• [Quoted passage]:
----------

Friday, December 16, 2011

Oz and NZ influence on the PNG Anglican church waste of time?

For years the Australian and New Zealand Anglican churches have supported the Anglican Church in Papua New Guinea. We have sent priests, missionaries, theologians, Bible translators. You might think we would have taught them a thing or two. Take the Covenant. The Australian influence should have led to a deep ambivalence about the Covenant. Ditto, we might wonder also, the C of E SPG influence. The Kiwi influence should have led to an outright rejection of the Covenant. What is it about our theological presuppositions which have not translated well?

But no. Waste of time. The PNG Anglican church has agreed to the Covenant. How could they? Indeed, how dare they get to agree to the Covenant before either "big bro" church has sorted itself out and made its own decision in order to lead the churches of the South Pacific. Now our church could be in the embarrassing position of  falling out of step with a local sibling.

What should we do? Can the situation be redeemed?

Well, we could humbly learn from the theological rationale given by the Primate of the PNG Anglican church:

"“Anglican” was one of the styles of Christianity brought to this land and people near the end of the nineteenth century”, he wrote. “It never pretended to be the only form of Christianity, but it did reflect how one part of the Christian family had developed, built on the importance of scripture, creeds, sacraments and episcopal order. Today we try to combine our Anglo-Catholic theological heritage and personal discipleship to the Lord Jesus in the way we witness to the five marks of mission with our ecumenical partners in PNG and our Anglican partners overseas.

“Communion”, in our understanding, describes a particular kind of close relationship which both ensures autonomy and requires responsibility. It is an expression of the fellowship of the Holy Spirit and as such is a precious gift to God’s people. It clearly requires mutual respect, open communication and patience in dealing with issues that threaten it. In recent decades we have been saddened by the apparent lack of these things in the controversies concerning the ordination of women and issues of human sexuality.”

He went on to say that the bishops felt it was important to remember the need to pray for unity beyond just the Anglican Christian tradition. “Anglicans are only part of the wider Christian “communion” that is the Church of God, which must have an important role in discerning the truth. Anglicans, we believe, have been called to live a particular style of Christian witness which, because it is less juridical and confessional than that of some others, clearly requires a high level of mutual concern and respect."

----------

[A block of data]
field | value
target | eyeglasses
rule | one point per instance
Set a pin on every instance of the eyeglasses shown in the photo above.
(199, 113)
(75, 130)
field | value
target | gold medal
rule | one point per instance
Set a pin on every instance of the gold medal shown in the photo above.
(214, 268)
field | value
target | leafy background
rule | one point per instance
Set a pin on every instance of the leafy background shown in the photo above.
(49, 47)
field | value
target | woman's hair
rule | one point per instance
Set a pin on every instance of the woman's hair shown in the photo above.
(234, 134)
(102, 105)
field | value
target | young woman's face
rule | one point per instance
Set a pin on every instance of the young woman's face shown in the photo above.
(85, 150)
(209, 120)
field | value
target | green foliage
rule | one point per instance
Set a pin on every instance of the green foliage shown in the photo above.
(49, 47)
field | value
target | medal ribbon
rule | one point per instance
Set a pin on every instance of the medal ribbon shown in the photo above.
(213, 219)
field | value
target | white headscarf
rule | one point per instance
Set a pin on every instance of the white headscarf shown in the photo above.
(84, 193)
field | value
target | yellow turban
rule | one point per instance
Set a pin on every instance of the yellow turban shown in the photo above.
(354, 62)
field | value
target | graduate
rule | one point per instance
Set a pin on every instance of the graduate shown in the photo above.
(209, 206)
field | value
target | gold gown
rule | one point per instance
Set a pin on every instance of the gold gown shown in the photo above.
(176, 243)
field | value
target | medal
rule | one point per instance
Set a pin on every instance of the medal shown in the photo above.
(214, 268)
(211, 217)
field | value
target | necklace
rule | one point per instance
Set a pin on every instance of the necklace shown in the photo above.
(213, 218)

----------

• [What the task requires]:
Continue the blog post about the Papua New Guinea Anglican church's agreement to the Covenant, starting after the quoted statement from its Primate.

• [Answer to the exercise]:
Good theology. Go PNG!

(H/T Taonga).


Father Ron Smith said...

The history of the Anglican Church in Papua New Guinea and Melanesia is rather different from that in the Island Nations of the Pacific. Because of their isolation they have kept up a special dependent relationship with the Church of England that is not the same as with N.Z., Australia, or the other Island nations in our area.

Consequently, the English Church is much more seen to be an empowering entity for the missionary activity that is still going on in those two Provinces of the Anglican Communion

In a way, like the influence of the colonialists, the influence of the Church of England seems to be more important to both PNG and Melanesia

Therefore, in their relative isolation, and their lively connection with 'Mother Church', it should not be too surprising that
PNG has made this decision, to go along with the ABC. It would not be too surpising, either, if Melanesia made the same decision.

The point really is that it is their decision, and no-one else's. Which is how it should be.

Andrew Reid said...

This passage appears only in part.